> _Excerpt to read_
···

When we get a new vulnerability report, we’ll test it against the last EOL version, or maybe even the last two.
The point is NOT to start fixing vulnerabilities for EOL versions (we still won’t accept reports targeting them),
but to give users a better understanding of the risks involved in sticking with unsupported software.

We’ll check if the reported issue can be reproduced on EOL versions,
but only on a “best effort” basis.
Some reports will be easy to confirm, others might take more digging, others will be impossible to test. Either way, this should add minimal burden to our current workflow.
Reports for EOL versions won’t lead to any fix, it’s purely informational. Our focus stays on LTS versions.
In case a report is find reproducibile on a EOL version, it will be included in the version range when releasing the CVE.

···

> _Data lines_
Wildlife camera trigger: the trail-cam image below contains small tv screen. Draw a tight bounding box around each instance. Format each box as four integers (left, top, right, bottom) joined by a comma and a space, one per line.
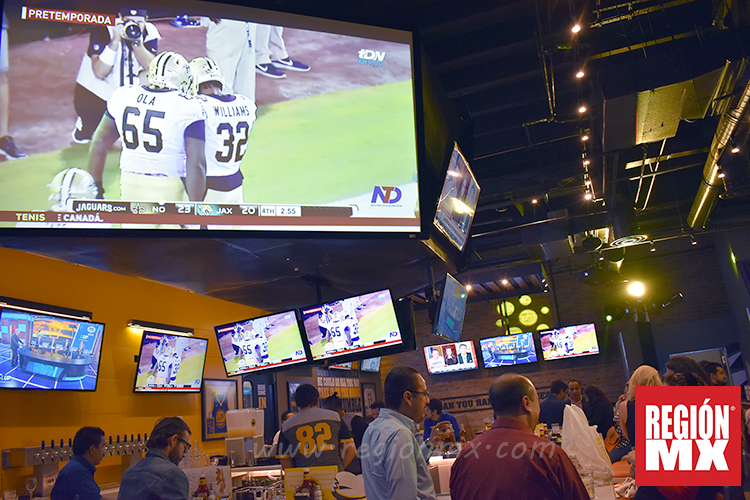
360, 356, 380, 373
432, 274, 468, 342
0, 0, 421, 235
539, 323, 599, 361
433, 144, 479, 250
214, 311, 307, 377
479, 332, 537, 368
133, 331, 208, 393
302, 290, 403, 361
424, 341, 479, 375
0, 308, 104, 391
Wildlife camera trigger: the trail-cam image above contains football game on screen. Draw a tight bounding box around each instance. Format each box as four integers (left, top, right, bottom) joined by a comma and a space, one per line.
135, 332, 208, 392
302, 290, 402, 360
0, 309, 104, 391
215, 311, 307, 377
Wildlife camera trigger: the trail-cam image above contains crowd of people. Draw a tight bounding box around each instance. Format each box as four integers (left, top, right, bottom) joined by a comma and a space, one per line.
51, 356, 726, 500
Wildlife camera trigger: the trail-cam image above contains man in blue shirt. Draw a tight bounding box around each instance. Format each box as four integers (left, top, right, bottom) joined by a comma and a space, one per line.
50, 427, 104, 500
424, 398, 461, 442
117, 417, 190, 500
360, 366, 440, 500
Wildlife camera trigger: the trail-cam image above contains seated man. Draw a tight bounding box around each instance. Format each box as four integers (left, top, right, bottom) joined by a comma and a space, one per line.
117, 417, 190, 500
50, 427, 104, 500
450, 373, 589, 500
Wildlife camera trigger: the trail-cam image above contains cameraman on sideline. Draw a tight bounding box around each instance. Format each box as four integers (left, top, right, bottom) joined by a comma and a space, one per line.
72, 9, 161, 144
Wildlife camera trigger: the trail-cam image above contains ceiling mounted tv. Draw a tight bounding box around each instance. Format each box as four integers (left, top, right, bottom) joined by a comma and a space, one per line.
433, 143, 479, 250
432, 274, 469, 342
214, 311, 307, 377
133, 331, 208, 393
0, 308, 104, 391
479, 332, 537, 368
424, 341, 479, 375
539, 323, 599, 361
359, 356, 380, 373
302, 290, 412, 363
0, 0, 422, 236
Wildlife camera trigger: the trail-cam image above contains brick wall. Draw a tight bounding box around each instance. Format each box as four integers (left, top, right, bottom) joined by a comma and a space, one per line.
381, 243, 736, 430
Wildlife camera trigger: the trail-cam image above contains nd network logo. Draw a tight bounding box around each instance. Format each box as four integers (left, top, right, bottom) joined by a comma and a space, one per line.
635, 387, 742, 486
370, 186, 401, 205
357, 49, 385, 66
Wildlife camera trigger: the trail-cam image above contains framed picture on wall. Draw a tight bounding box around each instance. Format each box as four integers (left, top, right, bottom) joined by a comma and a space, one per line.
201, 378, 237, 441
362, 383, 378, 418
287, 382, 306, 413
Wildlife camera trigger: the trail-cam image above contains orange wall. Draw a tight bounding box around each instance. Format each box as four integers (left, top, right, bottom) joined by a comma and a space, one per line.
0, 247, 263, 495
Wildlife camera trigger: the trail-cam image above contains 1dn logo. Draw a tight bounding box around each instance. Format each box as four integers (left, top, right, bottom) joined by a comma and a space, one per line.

···

> _What you will do_
(a) What kinds of reports, judged by how hard they are to confirm, does the passage on testing vulnerability reports against EOL versions mention? List every one.
(b) In the passage on testing vulnerability reports against EOL versions, which versions does the focus stay on?
(c) Carry on the passage about testing vulnerability reports against EOL versions, starting after its final sentence.

> _Responses in order_
(a)
- Reports that will be easy to confirm
- Reports that might take more digging
- Reports that will be impossible to test

(b) The focus stays on LTS versions.

(c)
Why This Matters:

By testing EOL versions, we can help users see the risks of staying on outdated software. It’s not about adding more work for us.

It's important to set the right expectation to users.
There might be false negatives, since this is at best effort (which at the end of the day is true for every volunteering job).
But even if we can find 1 vulnerability is still better than 0 that we do now.

I will volunteer for this extra effort + security triaging.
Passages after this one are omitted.